## TRECHO EXIBIDO
"""
Jaoui e seu marido, Jean-Pierre
Bacri, já contavam com um excelente currículo como roteiristas
-assinaram duas deliciosas comédias recentes do decano Alain
Resnais ("Smoking/No Smoking"
e "On Connaît la Chanson")-
antes de ela se aventurar na direção. E optou por um filme sem
riscos, ciente de suas qualidades e
segura em seu terreno.
Não se trata de um filme de autor, e sim de atores, em particular,
de roteiristas (Jaoui e Bacri também atuam no filme).
Castella (Bacri) é um empresário suburbano de meia-idade, casado com uma decoradora para a
qual animais têm mais sentimentos que humanos. O casamento
morno perde o rumo quando ele
se apaixona por uma atriz (Anne
Alvaro, estupenda), que nas horas
vagas é sua professora de inglês.
Manie (Jaoui) é uma garçonete,
protótipo da mulher liberada, que
se apaixona por um guarda-costas bronco. O romance esbarra na
implicância de seu amante com o
fato de ela traficar haxixe.
Como anuncia o título, o gosto é
o centro dessa comédia de erros.
"""
## EXERCÍCIO ESCRITO 1
Encontre na listagem abaixo todas as linhas que trazem a palavra "front" e copie cada uma delas.

## SEÇÃO DE DADOS
"""
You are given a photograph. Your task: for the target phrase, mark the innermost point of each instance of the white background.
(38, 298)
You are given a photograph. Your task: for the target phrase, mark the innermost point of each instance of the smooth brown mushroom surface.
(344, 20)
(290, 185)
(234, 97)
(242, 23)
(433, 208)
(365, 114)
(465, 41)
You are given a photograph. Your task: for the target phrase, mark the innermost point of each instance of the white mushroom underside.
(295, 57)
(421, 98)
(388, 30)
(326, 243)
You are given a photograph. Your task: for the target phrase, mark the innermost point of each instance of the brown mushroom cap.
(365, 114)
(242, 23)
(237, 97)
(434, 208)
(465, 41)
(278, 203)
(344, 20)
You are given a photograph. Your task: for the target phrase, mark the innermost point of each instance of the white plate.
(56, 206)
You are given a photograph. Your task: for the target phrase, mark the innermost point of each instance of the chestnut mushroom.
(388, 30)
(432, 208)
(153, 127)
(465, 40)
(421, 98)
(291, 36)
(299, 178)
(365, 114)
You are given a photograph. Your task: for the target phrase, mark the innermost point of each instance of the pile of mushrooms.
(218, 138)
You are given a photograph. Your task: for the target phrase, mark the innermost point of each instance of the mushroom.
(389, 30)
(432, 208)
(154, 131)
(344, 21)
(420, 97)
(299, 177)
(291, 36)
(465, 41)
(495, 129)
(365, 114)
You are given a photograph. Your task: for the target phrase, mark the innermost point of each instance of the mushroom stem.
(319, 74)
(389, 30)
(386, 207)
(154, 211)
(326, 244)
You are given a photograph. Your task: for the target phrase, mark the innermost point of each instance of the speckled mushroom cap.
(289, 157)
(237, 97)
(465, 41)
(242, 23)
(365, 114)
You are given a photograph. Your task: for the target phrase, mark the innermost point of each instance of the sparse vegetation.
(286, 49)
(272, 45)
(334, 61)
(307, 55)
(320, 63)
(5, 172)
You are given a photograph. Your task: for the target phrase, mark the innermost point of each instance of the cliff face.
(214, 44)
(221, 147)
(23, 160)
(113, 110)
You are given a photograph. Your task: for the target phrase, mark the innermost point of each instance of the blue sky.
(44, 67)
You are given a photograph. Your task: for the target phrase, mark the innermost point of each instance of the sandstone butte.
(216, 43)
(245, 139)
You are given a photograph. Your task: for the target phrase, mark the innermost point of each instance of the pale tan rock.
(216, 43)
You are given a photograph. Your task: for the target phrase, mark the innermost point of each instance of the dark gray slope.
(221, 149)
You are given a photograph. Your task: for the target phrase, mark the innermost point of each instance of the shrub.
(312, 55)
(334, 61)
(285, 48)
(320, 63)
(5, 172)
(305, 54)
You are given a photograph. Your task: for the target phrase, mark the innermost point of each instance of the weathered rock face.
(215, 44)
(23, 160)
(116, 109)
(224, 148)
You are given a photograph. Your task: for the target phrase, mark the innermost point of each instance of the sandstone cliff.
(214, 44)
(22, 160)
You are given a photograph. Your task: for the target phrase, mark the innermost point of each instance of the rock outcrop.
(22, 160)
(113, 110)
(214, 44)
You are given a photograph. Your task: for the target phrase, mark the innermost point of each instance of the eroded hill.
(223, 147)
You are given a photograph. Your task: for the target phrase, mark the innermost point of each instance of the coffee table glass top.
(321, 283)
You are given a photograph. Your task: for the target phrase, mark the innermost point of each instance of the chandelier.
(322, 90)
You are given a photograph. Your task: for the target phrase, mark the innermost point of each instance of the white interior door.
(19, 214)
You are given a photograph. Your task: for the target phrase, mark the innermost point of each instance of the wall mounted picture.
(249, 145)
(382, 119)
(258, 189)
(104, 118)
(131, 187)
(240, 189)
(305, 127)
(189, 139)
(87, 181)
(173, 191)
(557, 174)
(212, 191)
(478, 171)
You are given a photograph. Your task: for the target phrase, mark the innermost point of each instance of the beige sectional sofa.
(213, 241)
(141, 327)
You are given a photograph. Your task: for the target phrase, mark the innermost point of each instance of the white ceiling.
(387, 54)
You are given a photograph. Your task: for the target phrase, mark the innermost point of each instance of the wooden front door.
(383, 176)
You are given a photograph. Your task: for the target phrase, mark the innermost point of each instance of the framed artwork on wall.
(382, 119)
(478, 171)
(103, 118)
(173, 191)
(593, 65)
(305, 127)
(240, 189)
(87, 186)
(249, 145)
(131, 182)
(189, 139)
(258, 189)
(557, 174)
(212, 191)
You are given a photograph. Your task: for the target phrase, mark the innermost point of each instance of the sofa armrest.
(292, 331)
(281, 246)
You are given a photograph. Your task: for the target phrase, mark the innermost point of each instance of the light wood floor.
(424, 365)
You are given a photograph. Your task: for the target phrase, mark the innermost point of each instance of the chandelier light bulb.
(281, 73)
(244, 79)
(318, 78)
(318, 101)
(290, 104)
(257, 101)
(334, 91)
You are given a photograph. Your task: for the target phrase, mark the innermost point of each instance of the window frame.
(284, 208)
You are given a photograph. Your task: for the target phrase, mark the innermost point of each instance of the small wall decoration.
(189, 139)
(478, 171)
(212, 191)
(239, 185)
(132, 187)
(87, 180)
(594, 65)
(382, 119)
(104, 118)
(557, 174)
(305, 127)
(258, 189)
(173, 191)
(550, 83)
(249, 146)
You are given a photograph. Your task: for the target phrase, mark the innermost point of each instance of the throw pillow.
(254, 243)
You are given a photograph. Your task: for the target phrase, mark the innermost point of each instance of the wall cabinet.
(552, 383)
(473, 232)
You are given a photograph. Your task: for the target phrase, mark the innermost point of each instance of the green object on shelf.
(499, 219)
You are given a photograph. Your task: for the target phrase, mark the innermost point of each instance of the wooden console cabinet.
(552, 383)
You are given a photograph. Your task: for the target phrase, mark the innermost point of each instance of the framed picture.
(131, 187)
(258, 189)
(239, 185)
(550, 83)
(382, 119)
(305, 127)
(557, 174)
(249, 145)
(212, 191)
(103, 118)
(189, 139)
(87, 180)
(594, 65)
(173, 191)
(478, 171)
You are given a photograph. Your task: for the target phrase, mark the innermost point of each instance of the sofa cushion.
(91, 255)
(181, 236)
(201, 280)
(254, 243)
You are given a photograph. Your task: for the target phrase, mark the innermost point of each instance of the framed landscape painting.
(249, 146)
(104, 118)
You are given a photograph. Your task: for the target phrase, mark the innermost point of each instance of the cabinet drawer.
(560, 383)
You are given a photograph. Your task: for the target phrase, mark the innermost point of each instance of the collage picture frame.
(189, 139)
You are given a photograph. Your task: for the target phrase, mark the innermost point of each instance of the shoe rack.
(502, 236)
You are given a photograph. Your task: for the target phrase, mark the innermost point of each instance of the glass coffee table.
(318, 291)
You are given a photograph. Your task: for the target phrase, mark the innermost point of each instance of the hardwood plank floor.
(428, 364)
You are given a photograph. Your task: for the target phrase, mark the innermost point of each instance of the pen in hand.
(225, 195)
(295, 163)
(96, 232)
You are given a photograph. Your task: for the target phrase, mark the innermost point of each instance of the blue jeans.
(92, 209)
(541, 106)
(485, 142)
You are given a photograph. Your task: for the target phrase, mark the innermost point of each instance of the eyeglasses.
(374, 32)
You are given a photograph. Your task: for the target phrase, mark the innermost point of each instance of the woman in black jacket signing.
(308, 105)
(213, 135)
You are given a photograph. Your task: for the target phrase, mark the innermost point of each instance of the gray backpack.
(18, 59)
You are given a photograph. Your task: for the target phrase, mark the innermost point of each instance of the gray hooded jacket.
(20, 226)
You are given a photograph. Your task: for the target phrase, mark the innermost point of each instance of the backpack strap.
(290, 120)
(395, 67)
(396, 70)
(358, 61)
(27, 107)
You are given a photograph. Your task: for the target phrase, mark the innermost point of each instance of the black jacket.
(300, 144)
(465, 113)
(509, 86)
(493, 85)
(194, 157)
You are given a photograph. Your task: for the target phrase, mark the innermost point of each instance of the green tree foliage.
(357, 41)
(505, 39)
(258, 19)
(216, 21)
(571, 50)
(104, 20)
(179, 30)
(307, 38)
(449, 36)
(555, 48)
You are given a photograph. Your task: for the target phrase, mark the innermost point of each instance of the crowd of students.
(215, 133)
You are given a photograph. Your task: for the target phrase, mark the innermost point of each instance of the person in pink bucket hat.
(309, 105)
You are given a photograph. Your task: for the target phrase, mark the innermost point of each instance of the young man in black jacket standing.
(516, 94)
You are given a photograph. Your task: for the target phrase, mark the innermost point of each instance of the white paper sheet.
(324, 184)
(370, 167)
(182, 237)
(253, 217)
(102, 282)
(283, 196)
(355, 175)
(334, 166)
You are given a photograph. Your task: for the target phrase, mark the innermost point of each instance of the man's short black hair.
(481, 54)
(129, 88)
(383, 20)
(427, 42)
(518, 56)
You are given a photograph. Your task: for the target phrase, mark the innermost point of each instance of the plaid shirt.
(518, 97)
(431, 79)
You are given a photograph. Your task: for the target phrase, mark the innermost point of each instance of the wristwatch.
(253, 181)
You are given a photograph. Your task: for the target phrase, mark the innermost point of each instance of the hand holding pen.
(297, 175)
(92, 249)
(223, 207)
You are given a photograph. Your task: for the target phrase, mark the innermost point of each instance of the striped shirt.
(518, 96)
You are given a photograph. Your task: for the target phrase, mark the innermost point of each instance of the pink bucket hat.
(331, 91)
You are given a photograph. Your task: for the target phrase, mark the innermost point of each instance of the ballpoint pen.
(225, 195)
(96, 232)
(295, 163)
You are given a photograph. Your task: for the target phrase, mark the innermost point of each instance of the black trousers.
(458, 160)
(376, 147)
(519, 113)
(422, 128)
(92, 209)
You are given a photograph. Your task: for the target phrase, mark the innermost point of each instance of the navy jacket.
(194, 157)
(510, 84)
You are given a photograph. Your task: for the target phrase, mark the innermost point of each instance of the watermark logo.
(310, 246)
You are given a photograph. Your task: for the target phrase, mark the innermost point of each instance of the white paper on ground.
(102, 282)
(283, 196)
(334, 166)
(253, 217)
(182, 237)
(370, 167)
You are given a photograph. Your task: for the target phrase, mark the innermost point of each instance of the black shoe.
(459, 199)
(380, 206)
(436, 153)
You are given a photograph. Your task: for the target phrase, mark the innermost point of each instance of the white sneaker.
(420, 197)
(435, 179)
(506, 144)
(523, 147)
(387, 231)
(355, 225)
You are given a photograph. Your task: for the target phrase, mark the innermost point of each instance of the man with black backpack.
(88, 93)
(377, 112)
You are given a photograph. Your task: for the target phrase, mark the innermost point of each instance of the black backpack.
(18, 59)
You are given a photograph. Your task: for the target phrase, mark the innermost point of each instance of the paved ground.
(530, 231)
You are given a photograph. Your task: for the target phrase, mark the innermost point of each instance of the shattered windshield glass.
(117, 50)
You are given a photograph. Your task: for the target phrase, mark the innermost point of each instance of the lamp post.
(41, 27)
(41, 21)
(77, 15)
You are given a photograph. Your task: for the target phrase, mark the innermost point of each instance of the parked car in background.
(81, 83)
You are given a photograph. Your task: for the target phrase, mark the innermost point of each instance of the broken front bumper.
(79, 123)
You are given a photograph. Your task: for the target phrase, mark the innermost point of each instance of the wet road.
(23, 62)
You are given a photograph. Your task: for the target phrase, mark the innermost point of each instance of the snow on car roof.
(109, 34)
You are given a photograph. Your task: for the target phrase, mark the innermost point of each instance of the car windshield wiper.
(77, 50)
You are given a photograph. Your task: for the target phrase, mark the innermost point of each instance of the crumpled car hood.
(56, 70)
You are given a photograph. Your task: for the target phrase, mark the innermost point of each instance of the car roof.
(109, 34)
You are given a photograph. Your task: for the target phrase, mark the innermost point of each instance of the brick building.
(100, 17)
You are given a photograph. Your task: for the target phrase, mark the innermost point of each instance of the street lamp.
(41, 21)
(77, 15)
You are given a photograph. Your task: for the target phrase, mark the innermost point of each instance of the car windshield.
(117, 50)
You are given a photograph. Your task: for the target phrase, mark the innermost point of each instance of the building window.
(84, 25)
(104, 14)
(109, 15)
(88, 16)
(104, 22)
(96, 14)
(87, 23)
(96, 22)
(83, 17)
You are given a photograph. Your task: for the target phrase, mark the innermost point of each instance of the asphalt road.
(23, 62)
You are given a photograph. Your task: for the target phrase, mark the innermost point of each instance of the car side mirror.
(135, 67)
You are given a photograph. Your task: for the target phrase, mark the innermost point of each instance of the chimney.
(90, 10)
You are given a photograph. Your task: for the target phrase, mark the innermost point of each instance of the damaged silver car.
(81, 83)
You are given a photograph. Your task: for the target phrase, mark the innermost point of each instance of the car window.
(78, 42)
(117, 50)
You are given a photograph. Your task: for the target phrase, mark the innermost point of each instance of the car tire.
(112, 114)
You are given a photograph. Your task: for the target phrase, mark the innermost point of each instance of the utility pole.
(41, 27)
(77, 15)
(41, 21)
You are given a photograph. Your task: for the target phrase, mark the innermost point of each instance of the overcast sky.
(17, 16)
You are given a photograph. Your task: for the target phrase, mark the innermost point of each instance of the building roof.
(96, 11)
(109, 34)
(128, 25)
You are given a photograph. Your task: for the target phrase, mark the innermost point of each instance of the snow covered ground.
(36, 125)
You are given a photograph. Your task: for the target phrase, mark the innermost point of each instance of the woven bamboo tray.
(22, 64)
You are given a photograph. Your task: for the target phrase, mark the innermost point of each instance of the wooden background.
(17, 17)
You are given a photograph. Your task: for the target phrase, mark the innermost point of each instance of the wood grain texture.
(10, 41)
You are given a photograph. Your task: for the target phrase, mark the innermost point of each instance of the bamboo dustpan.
"""
## EXERCÍCIO ESCRITO 2
Dê continuidade à resenha da comédia dirigida por Jaoui, que aparece acima da listagem, escrevendo o que viria depois da última frase.

## RESULTADO DA TAREFA 1
You are given a photograph. Your task: for the target phrase, mark the innermost point of each instance of the wooden front door.
You are given a photograph. Your task: for the target phrase, mark the innermost point of each instance of the broken front bumper.

## RESULTADO DA TAREFA 2
Seu motor é o desencontro social
e, sobretudo, afetivo que a não
coincidência de gostos provoca. E
seu alvo são os códigos, ingresso
obrigatório para participar do
universo "culto" e "sofisticado"
que delimita os grupos urbanos
autodenominados "modernos".
Um "mundinho" não se comunica com o outro. Para ir de um
"mundinho" ao outro é obrigatório uma especialização, adequar-se ao novo território, adaptar o
comportamento, o discurso, a
aparência. A regra predominante
é "seja idêntico a nós ou não seja
ninguém". Essa fórmula já resume o grau de "liberalidade" dos
grupos sociais na visão de Jaoui.
Com graça e elegância, insinua
que diversidade demais é puro
disfarce para tolerância de menos.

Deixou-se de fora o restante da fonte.